== Set of tasks ==
A) Answer these three questions about the mailing-list message on manual page migration, one line each, marking your answers (i), (ii), (iii):
(i) What alternative way of handling shared libraries does the message mention?
(ii) Why does the job in question not allocate memory outside a certain set of nodes?
(iii) How many arguments would mbind() have if a pid argument were added?
B) Can you sum up the mailing-list message on manual page migration in two sentences?

== Supplied text ==
--- start ---

Re: [RFC 2.6.11-rc2-mm2 0/7] mm: manual page migration -- overviewII

From: Ray Bryant
Date: Fri Feb 18 2005 - 20:06:13 EST

Next message: Andrew Morton: "Re: A common layer for Accounting packages"
Previous message: Lee Revell: "Re: I wrote a kernel tool for monitoring / web page"
In reply to: Paul Jackson: "Re: [RFC 2.6.11-rc2-mm2 0/7] mm: manual page migration -- overviewII"
Next in thread: Andi Kleen: "Re: [RFC 2.6.11-rc2-mm2 0/7] mm: manual page migration -- overview II"
Messages sorted by: [ date ] [ thread ] [ subject ] [ author ]

Andi Kleen wrote:

[Enjoy your vacation]

[I am thanks -- or I was -- I go home tomorrow]

I assume they would allow marking arbitary segments with specific
policies, so it should be possible.

An alternative way to handle shared libraries BTW would be to add the ELF
headers Steve did in his patch. And then handle them in user space
in ld.so and let it apply the necessary policy.

This won't work for non ELF files though.

Would I then have to sign-off from the ld.so maintainer to get that patch
in? :-(

This sounds more general than the xattr attribute thing I was thinking
of (i. e. marking a file non-migratable or library....)

Well, we can work the exact details of this part later.

(2) Something along the lines of:

page_migrate(pid, old_node, new_node);

or perhaps

page_migrate(pid, old_node_mask, new_node_mask);

+ node mask length.

I don't like old_node* very much because it's imho unreliable
(because you can usually never fully know on which nodes the old
process was and there can be good reasons to just migrate everything)

In our case, it turns out we do because the job is running inside of
a cpuset. So it can't allocate memory outside of that cpuset. In
more general scenarios, you are right, you don't know. But this
can be handled with a MIGRATE_NODE_ANY (more below).

I assume the second way would be more flexible, although I found
having node masks for this has the problem that you tend to allocate
most memory on the lowest numbered node because it's not easy to
round-robin over all set nodes (that's an issue in PREFERED policy
in NUMA API currently). So maybe the simple new_node argument
is preferable.

page_migrate(pid, new_node)

(or putting it into a writable /proc file if you prefer that)

or

(3) mbind() with a pid argument?

That would bring it to 7 arguments, really too much for a system
call (and a function in general). Also it would mean needing
to know about other process private addresses again.

--- end ---

== Dataset records ==
--- start ---

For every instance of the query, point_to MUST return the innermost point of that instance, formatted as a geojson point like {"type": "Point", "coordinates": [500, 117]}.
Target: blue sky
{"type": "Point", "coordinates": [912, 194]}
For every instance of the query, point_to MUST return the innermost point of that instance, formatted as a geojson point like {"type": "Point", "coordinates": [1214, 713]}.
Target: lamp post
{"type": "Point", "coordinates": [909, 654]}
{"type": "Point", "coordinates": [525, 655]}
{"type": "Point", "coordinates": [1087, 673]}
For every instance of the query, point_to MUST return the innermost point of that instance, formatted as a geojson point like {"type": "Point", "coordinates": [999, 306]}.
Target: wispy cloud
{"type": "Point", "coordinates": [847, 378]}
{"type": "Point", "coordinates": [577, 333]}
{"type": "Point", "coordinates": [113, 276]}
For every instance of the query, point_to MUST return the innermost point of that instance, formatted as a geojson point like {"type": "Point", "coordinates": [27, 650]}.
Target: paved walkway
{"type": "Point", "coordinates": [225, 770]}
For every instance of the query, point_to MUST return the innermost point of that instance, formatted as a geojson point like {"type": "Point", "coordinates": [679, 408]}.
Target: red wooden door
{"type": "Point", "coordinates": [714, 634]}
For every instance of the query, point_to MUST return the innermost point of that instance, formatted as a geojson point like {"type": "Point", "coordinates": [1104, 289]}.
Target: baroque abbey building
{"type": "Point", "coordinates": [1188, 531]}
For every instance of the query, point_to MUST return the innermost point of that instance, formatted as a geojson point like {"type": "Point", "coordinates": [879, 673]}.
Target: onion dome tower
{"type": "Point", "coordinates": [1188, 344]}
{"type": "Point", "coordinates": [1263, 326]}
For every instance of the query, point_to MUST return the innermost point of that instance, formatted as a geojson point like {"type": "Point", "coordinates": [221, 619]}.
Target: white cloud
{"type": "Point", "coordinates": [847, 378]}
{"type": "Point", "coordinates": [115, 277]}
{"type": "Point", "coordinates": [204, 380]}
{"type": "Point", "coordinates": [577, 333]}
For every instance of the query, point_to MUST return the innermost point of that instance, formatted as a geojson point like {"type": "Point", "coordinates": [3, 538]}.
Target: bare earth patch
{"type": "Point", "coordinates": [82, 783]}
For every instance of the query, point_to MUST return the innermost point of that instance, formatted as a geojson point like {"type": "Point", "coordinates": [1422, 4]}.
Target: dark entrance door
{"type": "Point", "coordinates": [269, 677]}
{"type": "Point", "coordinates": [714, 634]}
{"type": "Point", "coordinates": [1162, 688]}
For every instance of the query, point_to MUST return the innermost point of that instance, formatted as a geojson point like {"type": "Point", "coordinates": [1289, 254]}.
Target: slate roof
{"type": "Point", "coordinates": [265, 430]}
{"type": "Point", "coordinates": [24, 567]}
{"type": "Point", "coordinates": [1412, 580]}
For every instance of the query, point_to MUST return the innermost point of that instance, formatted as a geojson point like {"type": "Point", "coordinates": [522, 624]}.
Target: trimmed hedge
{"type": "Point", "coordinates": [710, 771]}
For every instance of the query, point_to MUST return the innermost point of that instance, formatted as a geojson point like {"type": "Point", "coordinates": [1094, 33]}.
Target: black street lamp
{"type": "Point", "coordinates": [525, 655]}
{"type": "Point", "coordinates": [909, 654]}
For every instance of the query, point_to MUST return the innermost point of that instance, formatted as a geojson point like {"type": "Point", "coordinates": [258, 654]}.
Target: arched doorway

--- end ---

== Solved tasks ==
A)
(i) Add the ELF headers Steve did in his patch, then handle them in user space in ld.so and let it apply the necessary policy.
(ii) The job runs inside a cpuset, so it can't allocate memory outside that cpuset.
(iii) Seven.

B) The message weighs possible interfaces for manual page migration: a page_migrate call taking a pid with old and new nodes, old and new node masks, or only a new node, against an mbind() call with a pid argument. It notes that node masks tend to put most memory on the lowest numbered node, and that adding a pid to mbind() would bring it to seven arguments and require knowing about other processes' private addresses.